Task directions - Copy the listing from the line with "Aerial survey: pinpoint the snow" to the line with "xmin=131 ymin=264 xmax=210 ymax=284", swapping "snow on branch" for "frost on branch" and keeping everything else the same.

Detection samples
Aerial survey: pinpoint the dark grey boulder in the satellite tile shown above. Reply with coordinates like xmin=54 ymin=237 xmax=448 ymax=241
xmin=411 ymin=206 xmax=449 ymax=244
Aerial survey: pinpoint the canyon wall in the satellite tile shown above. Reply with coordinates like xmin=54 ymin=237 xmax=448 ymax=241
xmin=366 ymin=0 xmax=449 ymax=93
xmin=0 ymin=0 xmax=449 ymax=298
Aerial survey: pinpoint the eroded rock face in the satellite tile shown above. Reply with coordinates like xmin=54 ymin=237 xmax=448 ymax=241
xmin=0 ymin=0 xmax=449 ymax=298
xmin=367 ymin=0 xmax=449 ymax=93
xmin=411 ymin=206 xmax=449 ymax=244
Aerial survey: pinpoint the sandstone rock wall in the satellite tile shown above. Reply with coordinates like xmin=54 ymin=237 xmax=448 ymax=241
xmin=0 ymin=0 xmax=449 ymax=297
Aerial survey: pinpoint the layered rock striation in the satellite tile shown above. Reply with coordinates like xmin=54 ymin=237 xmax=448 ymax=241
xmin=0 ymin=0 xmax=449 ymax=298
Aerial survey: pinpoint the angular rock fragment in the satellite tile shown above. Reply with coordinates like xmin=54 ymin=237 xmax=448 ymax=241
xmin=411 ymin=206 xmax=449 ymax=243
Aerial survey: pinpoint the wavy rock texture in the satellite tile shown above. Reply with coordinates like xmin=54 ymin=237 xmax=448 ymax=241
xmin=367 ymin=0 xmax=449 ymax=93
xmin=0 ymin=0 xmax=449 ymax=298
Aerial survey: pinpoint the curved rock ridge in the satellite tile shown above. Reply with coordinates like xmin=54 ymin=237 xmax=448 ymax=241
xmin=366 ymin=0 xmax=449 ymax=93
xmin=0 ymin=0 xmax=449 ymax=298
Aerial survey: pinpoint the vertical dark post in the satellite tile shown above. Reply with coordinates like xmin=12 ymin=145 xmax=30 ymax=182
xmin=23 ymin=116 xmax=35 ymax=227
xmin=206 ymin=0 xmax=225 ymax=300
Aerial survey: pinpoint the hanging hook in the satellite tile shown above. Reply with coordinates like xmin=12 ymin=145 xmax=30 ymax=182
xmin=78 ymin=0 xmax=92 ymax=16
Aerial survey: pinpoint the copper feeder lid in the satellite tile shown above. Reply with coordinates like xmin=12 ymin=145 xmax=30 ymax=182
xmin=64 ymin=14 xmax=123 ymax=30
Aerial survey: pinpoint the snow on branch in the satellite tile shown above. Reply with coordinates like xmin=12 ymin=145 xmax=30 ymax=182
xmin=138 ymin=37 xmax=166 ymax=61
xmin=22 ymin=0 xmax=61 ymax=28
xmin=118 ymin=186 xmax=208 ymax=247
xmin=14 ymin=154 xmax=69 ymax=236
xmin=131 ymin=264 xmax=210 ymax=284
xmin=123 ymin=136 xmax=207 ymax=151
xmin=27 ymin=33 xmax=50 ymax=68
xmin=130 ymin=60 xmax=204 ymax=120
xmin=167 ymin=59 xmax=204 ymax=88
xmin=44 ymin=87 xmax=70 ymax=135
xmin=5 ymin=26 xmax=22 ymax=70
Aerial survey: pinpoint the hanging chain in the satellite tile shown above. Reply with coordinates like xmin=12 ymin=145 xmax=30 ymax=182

Task solution -
Aerial survey: pinpoint the frost on branch in the satellite tile shown above. Reply with coordinates like xmin=12 ymin=145 xmax=30 ymax=182
xmin=138 ymin=37 xmax=166 ymax=61
xmin=22 ymin=0 xmax=61 ymax=28
xmin=118 ymin=186 xmax=208 ymax=247
xmin=14 ymin=154 xmax=69 ymax=236
xmin=131 ymin=264 xmax=210 ymax=284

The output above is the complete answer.